__AIM OF THE EXERCISE__. Return every line of the listing that includes the string "below".

++++++

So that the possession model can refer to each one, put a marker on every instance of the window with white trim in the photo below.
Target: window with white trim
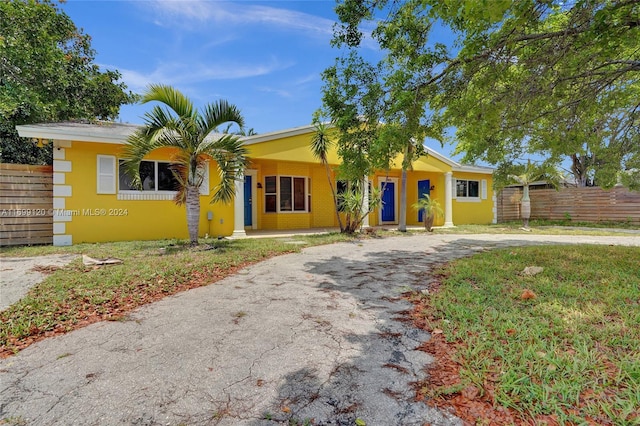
(287, 194)
(467, 188)
(155, 176)
(106, 181)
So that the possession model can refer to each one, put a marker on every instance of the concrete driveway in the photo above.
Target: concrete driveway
(312, 336)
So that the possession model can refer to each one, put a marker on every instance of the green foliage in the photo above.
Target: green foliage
(47, 74)
(175, 123)
(524, 78)
(570, 350)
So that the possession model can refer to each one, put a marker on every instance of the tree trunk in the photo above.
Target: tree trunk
(402, 220)
(193, 212)
(428, 222)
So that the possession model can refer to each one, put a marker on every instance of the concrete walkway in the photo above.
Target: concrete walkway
(313, 335)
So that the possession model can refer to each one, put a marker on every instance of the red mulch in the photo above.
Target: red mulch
(474, 406)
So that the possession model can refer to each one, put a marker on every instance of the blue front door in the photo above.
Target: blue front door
(389, 202)
(248, 210)
(424, 187)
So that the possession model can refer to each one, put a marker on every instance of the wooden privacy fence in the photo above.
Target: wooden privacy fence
(590, 204)
(26, 204)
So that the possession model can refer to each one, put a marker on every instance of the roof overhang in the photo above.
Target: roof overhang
(102, 132)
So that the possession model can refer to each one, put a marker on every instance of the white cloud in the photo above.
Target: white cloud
(177, 74)
(206, 12)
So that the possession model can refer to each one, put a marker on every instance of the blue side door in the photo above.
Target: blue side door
(424, 187)
(389, 202)
(248, 210)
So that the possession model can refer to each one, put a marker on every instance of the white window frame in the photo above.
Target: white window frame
(109, 174)
(396, 191)
(307, 194)
(155, 181)
(466, 198)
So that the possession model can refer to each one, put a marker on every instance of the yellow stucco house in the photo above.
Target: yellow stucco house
(284, 188)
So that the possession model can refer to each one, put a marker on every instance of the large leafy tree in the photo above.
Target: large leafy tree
(47, 74)
(191, 133)
(531, 77)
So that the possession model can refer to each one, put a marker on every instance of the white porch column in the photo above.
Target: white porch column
(448, 200)
(238, 209)
(365, 202)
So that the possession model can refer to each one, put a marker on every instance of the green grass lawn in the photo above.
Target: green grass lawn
(560, 346)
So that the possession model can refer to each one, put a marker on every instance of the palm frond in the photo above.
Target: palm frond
(138, 146)
(320, 143)
(218, 113)
(171, 97)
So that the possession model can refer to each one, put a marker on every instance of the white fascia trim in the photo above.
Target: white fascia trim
(473, 169)
(113, 133)
(264, 137)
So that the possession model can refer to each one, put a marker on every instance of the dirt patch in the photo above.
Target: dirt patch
(19, 274)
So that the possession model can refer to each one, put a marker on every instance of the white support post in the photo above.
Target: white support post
(365, 202)
(238, 210)
(448, 200)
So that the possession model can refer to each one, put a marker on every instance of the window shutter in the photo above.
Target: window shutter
(106, 180)
(204, 187)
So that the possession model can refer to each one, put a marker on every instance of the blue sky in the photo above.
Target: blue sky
(266, 57)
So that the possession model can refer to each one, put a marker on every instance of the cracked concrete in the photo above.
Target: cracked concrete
(314, 335)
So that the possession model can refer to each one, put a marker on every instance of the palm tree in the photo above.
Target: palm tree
(527, 174)
(431, 210)
(320, 146)
(191, 132)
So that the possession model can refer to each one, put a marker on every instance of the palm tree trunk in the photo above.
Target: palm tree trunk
(335, 197)
(193, 212)
(402, 221)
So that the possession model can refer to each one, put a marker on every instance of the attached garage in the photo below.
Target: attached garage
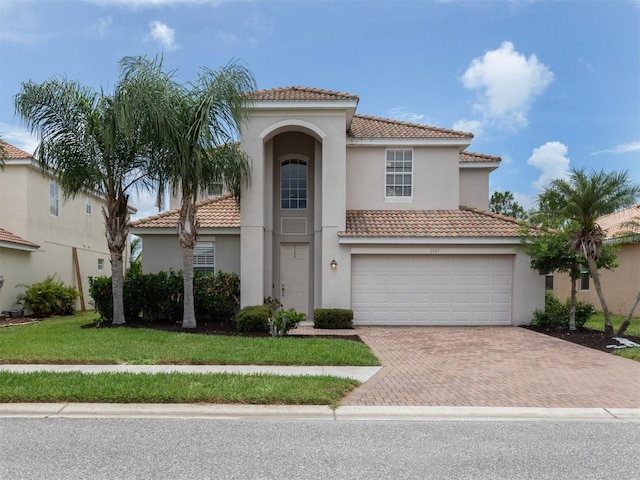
(432, 289)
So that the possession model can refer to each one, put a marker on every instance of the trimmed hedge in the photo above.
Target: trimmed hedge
(556, 313)
(253, 318)
(332, 318)
(159, 296)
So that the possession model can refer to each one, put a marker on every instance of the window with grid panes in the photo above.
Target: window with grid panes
(399, 173)
(204, 257)
(293, 185)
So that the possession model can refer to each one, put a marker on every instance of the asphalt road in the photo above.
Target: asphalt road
(173, 448)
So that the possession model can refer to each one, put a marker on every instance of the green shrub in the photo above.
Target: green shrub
(556, 313)
(332, 318)
(253, 318)
(217, 296)
(49, 297)
(284, 320)
(100, 291)
(159, 296)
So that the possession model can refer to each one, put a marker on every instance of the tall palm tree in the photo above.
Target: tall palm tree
(196, 131)
(583, 197)
(91, 143)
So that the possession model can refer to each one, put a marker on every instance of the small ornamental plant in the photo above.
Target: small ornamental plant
(284, 320)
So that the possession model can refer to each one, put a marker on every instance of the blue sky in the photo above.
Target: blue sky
(546, 85)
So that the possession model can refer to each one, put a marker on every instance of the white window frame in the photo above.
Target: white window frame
(398, 176)
(54, 199)
(297, 160)
(204, 257)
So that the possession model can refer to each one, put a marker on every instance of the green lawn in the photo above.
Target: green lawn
(61, 340)
(597, 323)
(173, 388)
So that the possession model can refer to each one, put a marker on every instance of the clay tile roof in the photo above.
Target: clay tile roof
(478, 157)
(301, 94)
(12, 152)
(218, 212)
(621, 223)
(364, 126)
(9, 237)
(463, 223)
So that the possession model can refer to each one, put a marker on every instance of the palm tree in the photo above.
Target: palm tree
(583, 198)
(91, 143)
(195, 130)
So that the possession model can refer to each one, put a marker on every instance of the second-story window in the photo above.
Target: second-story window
(54, 200)
(293, 184)
(399, 173)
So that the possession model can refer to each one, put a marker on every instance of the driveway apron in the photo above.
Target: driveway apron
(490, 367)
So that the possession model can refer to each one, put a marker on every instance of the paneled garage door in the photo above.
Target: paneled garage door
(431, 289)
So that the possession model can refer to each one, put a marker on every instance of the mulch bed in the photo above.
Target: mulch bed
(585, 337)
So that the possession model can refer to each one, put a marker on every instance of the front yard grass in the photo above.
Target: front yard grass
(62, 341)
(172, 388)
(596, 322)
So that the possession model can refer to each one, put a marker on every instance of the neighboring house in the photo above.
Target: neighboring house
(351, 211)
(43, 234)
(621, 285)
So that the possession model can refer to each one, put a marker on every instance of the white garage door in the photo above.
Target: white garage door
(431, 289)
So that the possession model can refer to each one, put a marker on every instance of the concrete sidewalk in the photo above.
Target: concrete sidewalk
(315, 412)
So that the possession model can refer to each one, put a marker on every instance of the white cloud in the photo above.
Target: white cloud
(19, 137)
(474, 126)
(402, 114)
(163, 34)
(623, 148)
(552, 160)
(506, 83)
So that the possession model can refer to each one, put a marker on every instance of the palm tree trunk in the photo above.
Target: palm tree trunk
(117, 228)
(187, 235)
(117, 287)
(593, 270)
(625, 324)
(189, 317)
(572, 308)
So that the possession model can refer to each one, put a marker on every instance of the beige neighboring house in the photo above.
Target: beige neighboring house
(352, 211)
(42, 234)
(621, 285)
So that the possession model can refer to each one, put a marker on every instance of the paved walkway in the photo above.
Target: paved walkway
(490, 367)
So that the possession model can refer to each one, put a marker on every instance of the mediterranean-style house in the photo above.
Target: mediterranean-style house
(43, 234)
(344, 210)
(622, 284)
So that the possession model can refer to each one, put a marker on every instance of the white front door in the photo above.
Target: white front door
(294, 276)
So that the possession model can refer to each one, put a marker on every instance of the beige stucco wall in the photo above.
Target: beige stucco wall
(474, 187)
(620, 286)
(24, 211)
(162, 252)
(435, 179)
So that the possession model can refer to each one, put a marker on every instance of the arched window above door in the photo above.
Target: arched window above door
(293, 184)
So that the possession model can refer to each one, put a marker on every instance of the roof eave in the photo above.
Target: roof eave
(461, 143)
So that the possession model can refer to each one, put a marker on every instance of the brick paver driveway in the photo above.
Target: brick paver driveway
(493, 367)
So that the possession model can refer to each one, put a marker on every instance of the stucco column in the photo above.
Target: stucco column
(252, 219)
(336, 287)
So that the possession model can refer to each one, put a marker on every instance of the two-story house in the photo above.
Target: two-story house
(384, 217)
(43, 234)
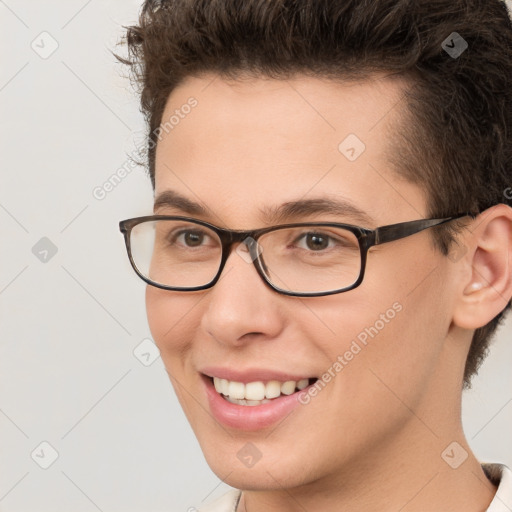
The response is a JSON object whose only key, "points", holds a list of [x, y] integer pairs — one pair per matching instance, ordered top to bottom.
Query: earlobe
{"points": [[488, 286]]}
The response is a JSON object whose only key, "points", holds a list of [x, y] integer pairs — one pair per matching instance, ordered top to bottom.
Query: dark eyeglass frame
{"points": [[366, 238]]}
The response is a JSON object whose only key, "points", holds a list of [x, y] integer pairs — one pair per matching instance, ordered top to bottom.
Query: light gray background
{"points": [[69, 325]]}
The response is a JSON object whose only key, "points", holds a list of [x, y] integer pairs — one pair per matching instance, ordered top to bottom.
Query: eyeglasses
{"points": [[307, 259]]}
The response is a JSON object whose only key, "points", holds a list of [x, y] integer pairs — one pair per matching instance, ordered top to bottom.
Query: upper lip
{"points": [[252, 374]]}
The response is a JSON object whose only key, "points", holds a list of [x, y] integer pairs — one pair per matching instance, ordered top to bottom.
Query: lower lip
{"points": [[249, 417]]}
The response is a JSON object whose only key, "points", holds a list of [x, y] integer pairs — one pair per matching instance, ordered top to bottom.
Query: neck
{"points": [[414, 473]]}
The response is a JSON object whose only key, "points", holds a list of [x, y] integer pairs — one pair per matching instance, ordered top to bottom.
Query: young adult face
{"points": [[257, 144]]}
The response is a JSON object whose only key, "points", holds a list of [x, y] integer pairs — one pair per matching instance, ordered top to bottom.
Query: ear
{"points": [[486, 287]]}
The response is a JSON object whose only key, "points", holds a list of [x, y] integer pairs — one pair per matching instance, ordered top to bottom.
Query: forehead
{"points": [[261, 142]]}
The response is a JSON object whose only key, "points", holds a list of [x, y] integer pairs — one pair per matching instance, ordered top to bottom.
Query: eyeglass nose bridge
{"points": [[254, 250]]}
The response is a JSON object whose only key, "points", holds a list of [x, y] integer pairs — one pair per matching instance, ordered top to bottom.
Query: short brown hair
{"points": [[458, 142]]}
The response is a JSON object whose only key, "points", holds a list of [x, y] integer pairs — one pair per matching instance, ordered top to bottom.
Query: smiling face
{"points": [[247, 148]]}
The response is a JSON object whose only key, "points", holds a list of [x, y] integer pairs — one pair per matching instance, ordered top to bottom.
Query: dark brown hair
{"points": [[457, 142]]}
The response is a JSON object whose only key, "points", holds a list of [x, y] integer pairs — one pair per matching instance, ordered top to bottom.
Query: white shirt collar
{"points": [[499, 474]]}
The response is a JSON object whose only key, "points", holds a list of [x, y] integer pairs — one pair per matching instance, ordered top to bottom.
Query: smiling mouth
{"points": [[258, 392]]}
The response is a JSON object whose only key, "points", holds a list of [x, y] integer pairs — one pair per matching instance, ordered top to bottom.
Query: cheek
{"points": [[171, 319]]}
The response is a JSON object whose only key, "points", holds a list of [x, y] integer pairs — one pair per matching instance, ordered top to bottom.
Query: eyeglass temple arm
{"points": [[403, 229]]}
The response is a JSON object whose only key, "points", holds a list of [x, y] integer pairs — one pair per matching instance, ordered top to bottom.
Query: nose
{"points": [[240, 305]]}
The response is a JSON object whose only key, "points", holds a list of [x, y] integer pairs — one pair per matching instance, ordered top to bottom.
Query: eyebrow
{"points": [[272, 215]]}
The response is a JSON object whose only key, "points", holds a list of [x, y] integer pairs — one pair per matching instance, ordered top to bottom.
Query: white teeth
{"points": [[224, 386], [273, 389], [236, 390], [256, 393]]}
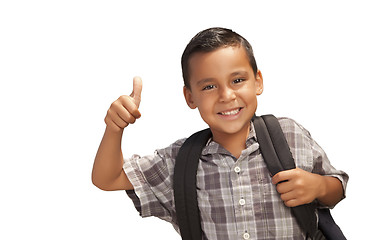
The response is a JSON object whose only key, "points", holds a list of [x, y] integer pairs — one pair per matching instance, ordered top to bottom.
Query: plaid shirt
{"points": [[236, 197]]}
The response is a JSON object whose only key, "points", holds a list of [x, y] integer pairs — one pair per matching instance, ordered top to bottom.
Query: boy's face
{"points": [[224, 89]]}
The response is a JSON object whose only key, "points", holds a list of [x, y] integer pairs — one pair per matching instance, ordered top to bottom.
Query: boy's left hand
{"points": [[298, 187]]}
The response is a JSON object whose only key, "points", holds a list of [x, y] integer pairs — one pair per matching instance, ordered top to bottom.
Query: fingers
{"points": [[136, 92], [124, 110], [283, 176]]}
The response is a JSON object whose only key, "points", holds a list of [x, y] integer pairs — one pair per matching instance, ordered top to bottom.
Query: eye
{"points": [[238, 80], [208, 87]]}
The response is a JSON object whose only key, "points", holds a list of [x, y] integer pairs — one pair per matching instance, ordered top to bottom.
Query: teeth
{"points": [[233, 112]]}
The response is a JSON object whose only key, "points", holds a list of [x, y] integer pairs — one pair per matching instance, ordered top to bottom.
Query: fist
{"points": [[125, 109]]}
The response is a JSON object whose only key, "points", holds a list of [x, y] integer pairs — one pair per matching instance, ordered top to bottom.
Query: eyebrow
{"points": [[236, 73], [239, 73], [205, 80]]}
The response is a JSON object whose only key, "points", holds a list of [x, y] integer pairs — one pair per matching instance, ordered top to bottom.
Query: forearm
{"points": [[107, 172], [331, 191]]}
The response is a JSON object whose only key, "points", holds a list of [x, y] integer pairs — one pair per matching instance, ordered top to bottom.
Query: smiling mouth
{"points": [[231, 112]]}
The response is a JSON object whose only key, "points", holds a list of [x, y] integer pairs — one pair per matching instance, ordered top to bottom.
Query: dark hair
{"points": [[211, 39]]}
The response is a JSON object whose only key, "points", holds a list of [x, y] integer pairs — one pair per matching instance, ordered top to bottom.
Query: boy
{"points": [[237, 197]]}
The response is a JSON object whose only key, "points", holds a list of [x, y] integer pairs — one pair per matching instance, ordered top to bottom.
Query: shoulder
{"points": [[291, 128], [172, 150]]}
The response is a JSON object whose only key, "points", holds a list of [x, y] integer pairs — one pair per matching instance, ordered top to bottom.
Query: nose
{"points": [[227, 94]]}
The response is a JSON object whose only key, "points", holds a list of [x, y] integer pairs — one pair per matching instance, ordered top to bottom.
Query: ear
{"points": [[259, 83], [189, 98]]}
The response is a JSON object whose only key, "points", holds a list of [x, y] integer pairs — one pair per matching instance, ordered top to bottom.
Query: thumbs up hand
{"points": [[125, 109]]}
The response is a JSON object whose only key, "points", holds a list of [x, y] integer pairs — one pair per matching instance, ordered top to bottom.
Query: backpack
{"points": [[276, 153]]}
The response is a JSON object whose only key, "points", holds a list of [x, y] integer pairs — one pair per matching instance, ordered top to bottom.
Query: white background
{"points": [[62, 63]]}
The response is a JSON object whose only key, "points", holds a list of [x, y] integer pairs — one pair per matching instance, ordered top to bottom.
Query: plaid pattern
{"points": [[236, 197]]}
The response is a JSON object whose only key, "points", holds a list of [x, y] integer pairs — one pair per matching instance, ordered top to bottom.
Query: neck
{"points": [[235, 142]]}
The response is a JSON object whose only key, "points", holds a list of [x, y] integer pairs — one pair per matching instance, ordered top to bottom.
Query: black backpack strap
{"points": [[276, 153], [185, 192]]}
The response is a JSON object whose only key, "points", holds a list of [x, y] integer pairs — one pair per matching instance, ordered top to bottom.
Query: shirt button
{"points": [[237, 169]]}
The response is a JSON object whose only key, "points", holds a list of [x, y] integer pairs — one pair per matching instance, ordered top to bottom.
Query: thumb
{"points": [[136, 92]]}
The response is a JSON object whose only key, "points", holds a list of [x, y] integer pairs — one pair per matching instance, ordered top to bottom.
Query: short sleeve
{"points": [[308, 155], [152, 179]]}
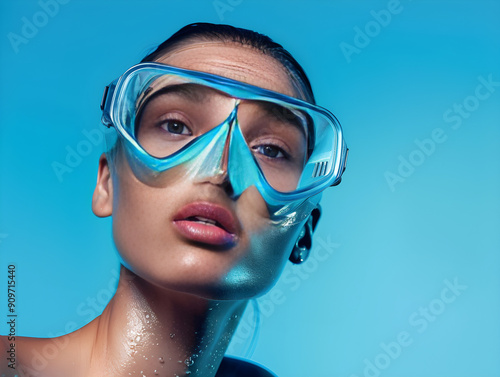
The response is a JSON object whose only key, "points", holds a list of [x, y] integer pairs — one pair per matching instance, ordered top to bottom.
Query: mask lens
{"points": [[277, 137], [295, 148]]}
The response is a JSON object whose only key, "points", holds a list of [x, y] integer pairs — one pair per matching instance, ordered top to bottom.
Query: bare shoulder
{"points": [[235, 367]]}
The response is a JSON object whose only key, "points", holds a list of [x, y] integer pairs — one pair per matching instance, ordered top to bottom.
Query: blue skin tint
{"points": [[178, 300]]}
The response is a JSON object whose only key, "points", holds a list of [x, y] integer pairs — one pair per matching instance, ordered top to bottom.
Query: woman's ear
{"points": [[102, 200], [303, 245]]}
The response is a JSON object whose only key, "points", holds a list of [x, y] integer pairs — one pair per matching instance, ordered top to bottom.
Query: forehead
{"points": [[232, 60]]}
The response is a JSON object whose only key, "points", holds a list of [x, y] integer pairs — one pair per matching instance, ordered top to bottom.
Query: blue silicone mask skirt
{"points": [[288, 149]]}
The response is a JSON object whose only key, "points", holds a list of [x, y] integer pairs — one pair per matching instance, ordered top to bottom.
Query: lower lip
{"points": [[204, 233]]}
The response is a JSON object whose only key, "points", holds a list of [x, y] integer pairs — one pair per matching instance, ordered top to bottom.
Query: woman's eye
{"points": [[176, 127], [270, 151]]}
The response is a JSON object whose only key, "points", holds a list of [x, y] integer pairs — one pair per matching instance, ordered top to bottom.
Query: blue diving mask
{"points": [[289, 149]]}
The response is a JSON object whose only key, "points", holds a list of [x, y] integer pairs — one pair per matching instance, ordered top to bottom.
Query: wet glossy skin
{"points": [[143, 214], [178, 300]]}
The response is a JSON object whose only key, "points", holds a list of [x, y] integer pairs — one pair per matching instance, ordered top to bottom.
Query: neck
{"points": [[150, 331]]}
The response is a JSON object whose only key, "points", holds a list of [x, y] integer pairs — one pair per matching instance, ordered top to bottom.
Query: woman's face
{"points": [[165, 233]]}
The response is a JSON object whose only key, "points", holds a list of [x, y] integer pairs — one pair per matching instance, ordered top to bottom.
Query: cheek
{"points": [[268, 248]]}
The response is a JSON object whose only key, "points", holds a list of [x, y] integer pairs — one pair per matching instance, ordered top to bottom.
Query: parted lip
{"points": [[222, 217]]}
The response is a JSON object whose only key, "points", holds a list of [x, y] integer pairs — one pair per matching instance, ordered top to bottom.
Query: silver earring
{"points": [[300, 250]]}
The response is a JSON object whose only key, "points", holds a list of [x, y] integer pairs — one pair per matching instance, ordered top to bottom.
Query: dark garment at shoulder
{"points": [[231, 367]]}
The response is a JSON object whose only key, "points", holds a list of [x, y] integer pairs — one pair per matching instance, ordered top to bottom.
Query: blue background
{"points": [[382, 250]]}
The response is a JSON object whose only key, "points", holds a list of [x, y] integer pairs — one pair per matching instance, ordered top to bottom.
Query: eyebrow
{"points": [[189, 91], [282, 113]]}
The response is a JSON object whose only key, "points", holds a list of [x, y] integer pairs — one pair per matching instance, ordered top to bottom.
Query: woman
{"points": [[213, 183]]}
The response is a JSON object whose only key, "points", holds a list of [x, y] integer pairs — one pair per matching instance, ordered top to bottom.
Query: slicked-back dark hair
{"points": [[226, 33]]}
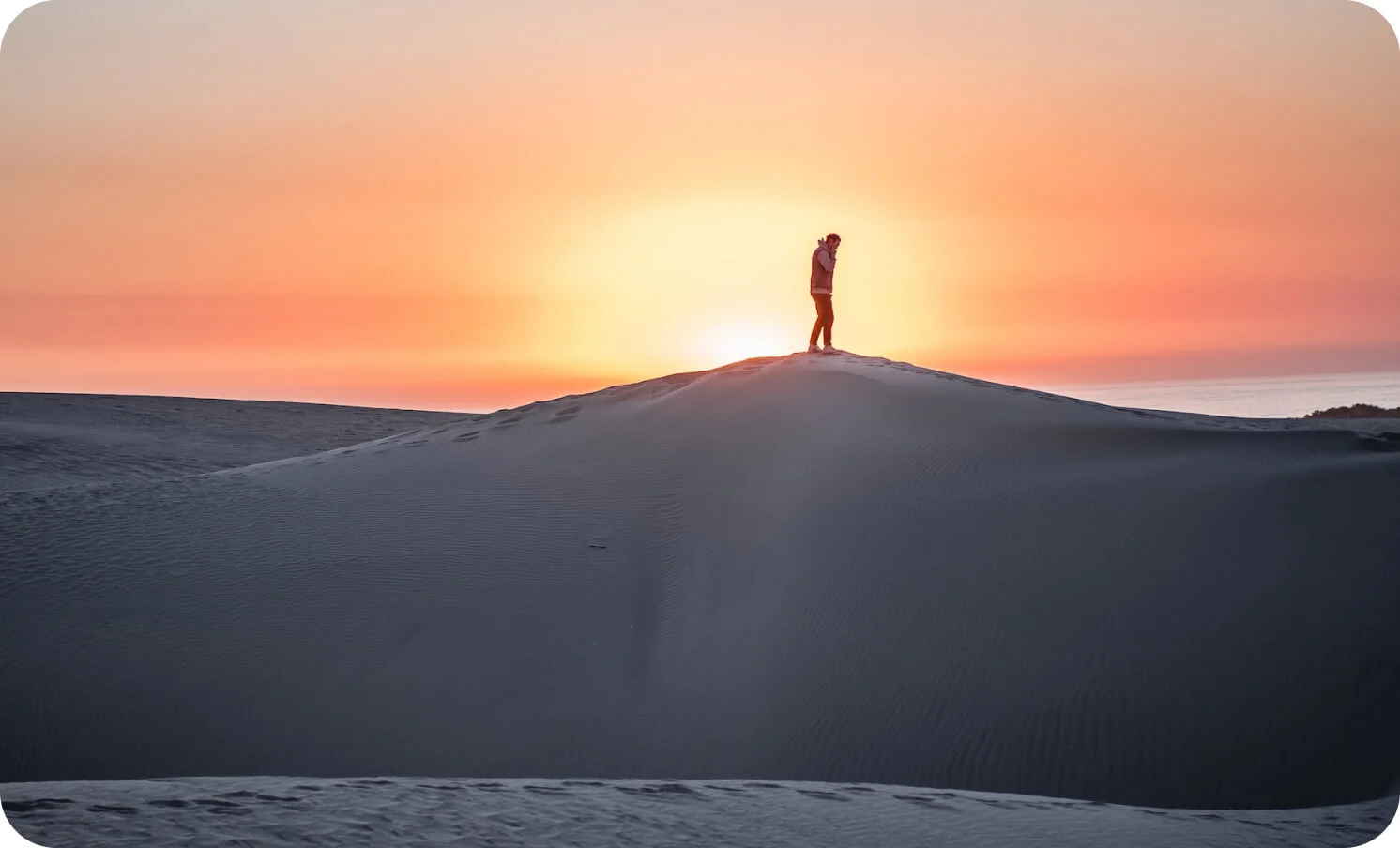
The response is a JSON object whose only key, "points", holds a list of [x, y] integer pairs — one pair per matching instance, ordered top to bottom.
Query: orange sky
{"points": [[474, 206]]}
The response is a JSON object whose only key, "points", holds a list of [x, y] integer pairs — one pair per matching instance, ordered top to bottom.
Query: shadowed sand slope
{"points": [[810, 568], [657, 813]]}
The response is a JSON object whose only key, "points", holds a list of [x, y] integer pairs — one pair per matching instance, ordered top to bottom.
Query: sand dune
{"points": [[810, 568], [654, 813]]}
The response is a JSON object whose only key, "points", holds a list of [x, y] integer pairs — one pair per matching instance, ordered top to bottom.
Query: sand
{"points": [[807, 568], [545, 813]]}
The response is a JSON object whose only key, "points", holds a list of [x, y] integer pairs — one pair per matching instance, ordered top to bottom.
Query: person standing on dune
{"points": [[824, 269]]}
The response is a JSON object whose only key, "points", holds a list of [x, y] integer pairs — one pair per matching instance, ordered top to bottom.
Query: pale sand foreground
{"points": [[810, 568]]}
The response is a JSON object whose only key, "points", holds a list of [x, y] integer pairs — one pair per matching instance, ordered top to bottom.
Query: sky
{"points": [[469, 206]]}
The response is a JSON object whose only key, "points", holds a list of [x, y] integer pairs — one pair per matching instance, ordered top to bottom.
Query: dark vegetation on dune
{"points": [[1357, 410]]}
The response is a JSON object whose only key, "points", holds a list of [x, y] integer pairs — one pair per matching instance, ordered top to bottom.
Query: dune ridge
{"points": [[802, 568]]}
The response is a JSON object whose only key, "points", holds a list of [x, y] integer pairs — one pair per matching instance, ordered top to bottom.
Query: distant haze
{"points": [[472, 206]]}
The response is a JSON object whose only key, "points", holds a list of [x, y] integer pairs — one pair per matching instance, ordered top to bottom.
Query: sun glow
{"points": [[738, 341]]}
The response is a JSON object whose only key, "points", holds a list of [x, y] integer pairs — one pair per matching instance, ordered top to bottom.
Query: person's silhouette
{"points": [[824, 269]]}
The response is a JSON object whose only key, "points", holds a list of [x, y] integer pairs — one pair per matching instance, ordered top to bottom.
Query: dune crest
{"points": [[804, 568]]}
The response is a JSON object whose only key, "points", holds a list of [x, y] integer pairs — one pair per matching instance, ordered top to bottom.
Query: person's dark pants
{"points": [[825, 318]]}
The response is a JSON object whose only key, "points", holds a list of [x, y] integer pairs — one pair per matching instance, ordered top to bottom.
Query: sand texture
{"points": [[807, 568]]}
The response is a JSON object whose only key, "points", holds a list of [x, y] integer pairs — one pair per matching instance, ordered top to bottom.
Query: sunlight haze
{"points": [[474, 206]]}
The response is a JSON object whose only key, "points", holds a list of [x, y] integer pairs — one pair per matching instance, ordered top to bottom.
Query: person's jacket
{"points": [[824, 267]]}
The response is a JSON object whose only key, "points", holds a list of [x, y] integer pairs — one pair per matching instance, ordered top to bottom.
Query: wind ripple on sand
{"points": [[819, 569]]}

++++++

__YOUR RESPONSE__.
So that the possession model can refer to each one, put a marker on every instance of the window with white trim in the photo below.
So that the possession model can refer to each one, put a marker on every instance of the attached garage in the photo below.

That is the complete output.